▸ WORK TO BE COMPLETED: Please express the items as a Markdown table with the columns "Number" and "Content", one row per line, starting with the first line of the items and going on through the line with "(1087, 853)", and leave out blank lines.

▸ DATA SHOWN:
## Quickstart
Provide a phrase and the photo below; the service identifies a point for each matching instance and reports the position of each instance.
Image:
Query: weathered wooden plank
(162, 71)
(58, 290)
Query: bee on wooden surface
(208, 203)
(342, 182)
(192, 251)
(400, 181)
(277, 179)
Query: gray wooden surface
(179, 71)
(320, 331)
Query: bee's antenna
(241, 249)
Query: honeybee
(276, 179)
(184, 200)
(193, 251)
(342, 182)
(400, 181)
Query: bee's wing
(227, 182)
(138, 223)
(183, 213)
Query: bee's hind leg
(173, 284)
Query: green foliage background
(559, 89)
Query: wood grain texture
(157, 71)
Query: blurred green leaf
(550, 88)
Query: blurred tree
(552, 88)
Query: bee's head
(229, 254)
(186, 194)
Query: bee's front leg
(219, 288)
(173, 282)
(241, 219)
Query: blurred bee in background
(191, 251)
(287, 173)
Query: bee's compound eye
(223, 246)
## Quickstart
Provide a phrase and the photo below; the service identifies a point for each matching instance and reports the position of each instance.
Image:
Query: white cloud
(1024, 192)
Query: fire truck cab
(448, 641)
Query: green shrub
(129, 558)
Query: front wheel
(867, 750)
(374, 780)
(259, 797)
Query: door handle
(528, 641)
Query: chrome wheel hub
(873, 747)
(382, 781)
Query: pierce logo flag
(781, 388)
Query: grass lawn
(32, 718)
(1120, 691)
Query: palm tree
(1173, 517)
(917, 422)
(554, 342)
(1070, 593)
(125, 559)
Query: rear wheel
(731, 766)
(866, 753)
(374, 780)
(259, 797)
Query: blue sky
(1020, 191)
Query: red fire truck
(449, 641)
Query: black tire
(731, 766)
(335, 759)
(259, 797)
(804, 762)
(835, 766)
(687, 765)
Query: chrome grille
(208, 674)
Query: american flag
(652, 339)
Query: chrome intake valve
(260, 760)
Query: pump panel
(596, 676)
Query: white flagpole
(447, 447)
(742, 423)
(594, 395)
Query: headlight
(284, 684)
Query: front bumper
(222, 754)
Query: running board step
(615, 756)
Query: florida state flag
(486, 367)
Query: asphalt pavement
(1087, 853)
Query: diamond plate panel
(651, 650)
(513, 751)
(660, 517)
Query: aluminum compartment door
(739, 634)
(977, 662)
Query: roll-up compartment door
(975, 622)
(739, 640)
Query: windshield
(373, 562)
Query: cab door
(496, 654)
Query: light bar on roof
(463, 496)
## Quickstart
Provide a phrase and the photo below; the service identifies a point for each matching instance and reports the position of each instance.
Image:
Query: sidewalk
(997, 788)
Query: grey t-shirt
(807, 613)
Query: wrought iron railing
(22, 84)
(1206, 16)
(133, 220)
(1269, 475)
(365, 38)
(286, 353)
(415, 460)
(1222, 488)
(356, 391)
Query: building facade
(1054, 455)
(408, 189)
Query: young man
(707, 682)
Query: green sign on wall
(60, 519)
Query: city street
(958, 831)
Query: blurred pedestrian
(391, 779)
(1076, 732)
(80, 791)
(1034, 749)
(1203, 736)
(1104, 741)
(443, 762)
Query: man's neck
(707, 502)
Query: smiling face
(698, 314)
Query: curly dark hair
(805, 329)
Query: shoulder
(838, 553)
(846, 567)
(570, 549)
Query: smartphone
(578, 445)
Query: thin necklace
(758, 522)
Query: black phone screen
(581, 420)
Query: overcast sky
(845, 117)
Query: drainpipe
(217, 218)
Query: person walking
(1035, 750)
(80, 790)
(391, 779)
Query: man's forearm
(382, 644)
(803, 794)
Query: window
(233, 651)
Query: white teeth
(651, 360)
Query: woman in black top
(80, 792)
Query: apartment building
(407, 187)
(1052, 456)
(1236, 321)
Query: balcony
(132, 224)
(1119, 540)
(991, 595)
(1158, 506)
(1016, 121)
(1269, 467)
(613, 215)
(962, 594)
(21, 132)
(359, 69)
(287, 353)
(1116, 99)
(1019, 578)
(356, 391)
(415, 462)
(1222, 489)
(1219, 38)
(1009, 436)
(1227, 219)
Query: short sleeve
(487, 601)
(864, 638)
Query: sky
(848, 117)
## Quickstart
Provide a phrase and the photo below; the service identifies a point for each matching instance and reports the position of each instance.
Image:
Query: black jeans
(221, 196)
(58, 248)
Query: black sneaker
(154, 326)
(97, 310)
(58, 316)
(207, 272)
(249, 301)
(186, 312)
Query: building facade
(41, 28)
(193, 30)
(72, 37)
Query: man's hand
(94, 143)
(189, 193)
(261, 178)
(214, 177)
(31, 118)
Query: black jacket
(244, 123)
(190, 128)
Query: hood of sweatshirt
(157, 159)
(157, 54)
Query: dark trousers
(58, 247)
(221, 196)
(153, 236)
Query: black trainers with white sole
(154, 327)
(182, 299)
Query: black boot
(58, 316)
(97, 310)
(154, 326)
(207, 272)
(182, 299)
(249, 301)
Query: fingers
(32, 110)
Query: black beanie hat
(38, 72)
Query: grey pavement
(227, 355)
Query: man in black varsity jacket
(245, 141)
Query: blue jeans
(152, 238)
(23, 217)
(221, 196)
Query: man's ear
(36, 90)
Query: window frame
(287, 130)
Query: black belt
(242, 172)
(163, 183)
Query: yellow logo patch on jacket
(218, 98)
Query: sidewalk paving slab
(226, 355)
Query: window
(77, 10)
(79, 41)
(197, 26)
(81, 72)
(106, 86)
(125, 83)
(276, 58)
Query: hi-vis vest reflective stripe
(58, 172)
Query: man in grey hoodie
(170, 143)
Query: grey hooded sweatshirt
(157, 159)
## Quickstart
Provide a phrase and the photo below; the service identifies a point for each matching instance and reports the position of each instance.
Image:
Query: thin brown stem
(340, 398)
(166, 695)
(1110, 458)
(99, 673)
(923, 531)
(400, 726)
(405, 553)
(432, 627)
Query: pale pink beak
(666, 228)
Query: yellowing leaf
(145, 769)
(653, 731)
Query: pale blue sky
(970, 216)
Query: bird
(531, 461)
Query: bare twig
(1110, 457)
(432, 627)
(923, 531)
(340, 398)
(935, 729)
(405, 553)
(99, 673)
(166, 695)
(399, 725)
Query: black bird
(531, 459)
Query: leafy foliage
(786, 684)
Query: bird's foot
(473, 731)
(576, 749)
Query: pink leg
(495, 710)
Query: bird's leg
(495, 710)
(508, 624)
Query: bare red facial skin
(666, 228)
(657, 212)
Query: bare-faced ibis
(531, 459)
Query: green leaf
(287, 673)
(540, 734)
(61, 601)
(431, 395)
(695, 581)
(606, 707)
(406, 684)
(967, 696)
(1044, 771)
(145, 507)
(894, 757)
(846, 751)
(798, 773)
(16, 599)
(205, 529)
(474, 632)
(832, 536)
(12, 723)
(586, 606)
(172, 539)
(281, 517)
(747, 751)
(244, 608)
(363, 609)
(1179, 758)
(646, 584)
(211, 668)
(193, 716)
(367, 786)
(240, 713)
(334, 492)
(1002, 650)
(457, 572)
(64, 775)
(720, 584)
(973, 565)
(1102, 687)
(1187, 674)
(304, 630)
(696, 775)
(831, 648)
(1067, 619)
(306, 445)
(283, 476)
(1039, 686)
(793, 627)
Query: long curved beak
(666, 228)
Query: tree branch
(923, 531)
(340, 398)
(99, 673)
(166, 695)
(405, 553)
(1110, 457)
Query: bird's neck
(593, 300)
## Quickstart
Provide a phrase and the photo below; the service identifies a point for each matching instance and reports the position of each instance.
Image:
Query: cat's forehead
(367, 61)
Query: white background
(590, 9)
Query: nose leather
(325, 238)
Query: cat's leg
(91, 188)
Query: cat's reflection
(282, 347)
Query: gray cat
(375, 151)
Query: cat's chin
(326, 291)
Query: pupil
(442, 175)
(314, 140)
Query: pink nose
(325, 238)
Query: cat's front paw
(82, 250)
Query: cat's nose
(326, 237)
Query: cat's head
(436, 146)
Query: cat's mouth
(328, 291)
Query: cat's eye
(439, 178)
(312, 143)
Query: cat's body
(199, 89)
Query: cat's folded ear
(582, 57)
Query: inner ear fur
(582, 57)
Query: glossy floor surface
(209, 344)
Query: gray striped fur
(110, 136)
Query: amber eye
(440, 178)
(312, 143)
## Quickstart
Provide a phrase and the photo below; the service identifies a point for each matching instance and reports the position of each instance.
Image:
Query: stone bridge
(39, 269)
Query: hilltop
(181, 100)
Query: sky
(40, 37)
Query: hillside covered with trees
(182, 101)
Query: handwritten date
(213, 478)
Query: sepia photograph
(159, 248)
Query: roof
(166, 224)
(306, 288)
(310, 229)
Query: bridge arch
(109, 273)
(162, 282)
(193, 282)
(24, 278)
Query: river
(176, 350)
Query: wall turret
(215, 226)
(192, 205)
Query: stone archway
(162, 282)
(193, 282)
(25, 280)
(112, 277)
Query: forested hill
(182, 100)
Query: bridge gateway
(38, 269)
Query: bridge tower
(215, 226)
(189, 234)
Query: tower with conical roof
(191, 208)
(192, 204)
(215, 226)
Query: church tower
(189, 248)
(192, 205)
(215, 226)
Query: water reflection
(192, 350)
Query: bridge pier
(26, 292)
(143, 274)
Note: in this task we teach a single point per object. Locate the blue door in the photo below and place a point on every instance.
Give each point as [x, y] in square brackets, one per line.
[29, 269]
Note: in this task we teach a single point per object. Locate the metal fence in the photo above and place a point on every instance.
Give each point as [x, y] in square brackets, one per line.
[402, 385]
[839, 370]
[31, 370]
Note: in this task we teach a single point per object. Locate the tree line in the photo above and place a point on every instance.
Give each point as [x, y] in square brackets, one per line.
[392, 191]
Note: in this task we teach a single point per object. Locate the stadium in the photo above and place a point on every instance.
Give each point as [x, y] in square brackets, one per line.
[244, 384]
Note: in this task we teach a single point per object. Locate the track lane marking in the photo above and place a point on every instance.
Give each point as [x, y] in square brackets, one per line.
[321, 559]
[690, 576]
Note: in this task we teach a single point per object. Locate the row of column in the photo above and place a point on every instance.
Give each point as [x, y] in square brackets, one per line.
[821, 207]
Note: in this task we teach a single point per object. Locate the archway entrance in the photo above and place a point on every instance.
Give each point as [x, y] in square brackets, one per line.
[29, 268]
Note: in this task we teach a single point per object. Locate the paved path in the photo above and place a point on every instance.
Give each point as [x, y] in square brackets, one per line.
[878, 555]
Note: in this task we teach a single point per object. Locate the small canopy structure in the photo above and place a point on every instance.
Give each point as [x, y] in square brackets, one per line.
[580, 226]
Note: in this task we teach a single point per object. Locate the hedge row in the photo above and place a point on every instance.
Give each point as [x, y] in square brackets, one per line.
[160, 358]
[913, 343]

▸ FINISHED ANSWER:
| Number | Content |
|---|---|
| 1 | ## Quickstart |
| 2 | Provide a phrase and the photo below; the service identifies a point for each matching instance and reports the position of each instance. |
| 3 | Image: |
| 4 | Query: weathered wooden plank |
| 5 | (162, 71) |
| 6 | (58, 290) |
| 7 | Query: bee on wooden surface |
| 8 | (208, 203) |
| 9 | (342, 182) |
| 10 | (192, 251) |
| 11 | (400, 181) |
| 12 | (277, 179) |
| 13 | Query: gray wooden surface |
| 14 | (179, 71) |
| 15 | (320, 331) |
| 16 | Query: bee's antenna |
| 17 | (241, 249) |
| 18 | Query: honeybee |
| 19 | (276, 179) |
| 20 | (184, 200) |
| 21 | (193, 251) |
| 22 | (342, 182) |
| 23 | (400, 181) |
| 24 | Query: bee's wing |
| 25 | (227, 182) |
| 26 | (138, 223) |
| 27 | (183, 213) |
| 28 | Query: bee's hind leg |
| 29 | (173, 284) |
| 30 | Query: green foliage background |
| 31 | (559, 89) |
| 32 | Query: wood grain texture |
| 33 | (157, 71) |
| 34 | Query: blurred green leaf |
| 35 | (550, 88) |
| 36 | Query: blurred tree |
| 37 | (552, 88) |
| 38 | Query: bee's head |
| 39 | (229, 254) |
| 40 | (186, 194) |
| 41 | Query: bee's front leg |
| 42 | (219, 288) |
| 43 | (173, 282) |
| 44 | (241, 219) |
| 45 | Query: blurred bee in background |
| 46 | (191, 251) |
| 47 | (287, 173) |
| 48 | Query: bee's compound eye |
| 49 | (223, 246) |
| 50 | ## Quickstart |
| 51 | Provide a phrase and the photo below; the service identifies a point for each matching instance and reports the position of each instance. |
| 52 | Image: |
| 53 | Query: white cloud |
| 54 | (1024, 192) |
| 55 | Query: fire truck cab |
| 56 | (448, 641) |
| 57 | Query: green shrub |
| 58 | (129, 558) |
| 59 | Query: front wheel |
| 60 | (867, 750) |
| 61 | (374, 780) |
| 62 | (259, 797) |
| 63 | Query: door handle |
| 64 | (528, 641) |
| 65 | Query: chrome wheel hub |
| 66 | (873, 747) |
| 67 | (382, 781) |
| 68 | Query: pierce logo flag |
| 69 | (781, 388) |
| 70 | Query: grass lawn |
| 71 | (32, 718) |
| 72 | (1120, 691) |
| 73 | Query: palm tree |
| 74 | (1173, 517) |
| 75 | (917, 422) |
| 76 | (554, 342) |
| 77 | (1070, 593) |
| 78 | (125, 559) |
| 79 | Query: rear wheel |
| 80 | (731, 766) |
| 81 | (866, 753) |
| 82 | (374, 780) |
| 83 | (259, 797) |
| 84 | Query: blue sky |
| 85 | (1020, 191) |
| 86 | Query: red fire truck |
| 87 | (449, 641) |
| 88 | Query: black tire |
| 89 | (731, 766) |
| 90 | (335, 759) |
| 91 | (259, 797) |
| 92 | (804, 762) |
| 93 | (835, 766) |
| 94 | (687, 765) |
| 95 | Query: chrome grille |
| 96 | (208, 674) |
| 97 | Query: american flag |
| 98 | (652, 339) |
| 99 | Query: chrome intake valve |
| 100 | (260, 760) |
| 101 | Query: pump panel |
| 102 | (596, 676) |
| 103 | Query: white flagpole |
| 104 | (447, 447) |
| 105 | (742, 423) |
| 106 | (594, 395) |
| 107 | Query: headlight |
| 108 | (284, 684) |
| 109 | Query: front bumper |
| 110 | (222, 754) |
| 111 | Query: running board step |
| 112 | (615, 756) |
| 113 | Query: florida state flag |
| 114 | (486, 367) |
| 115 | Query: asphalt pavement |
| 116 | (1087, 853) |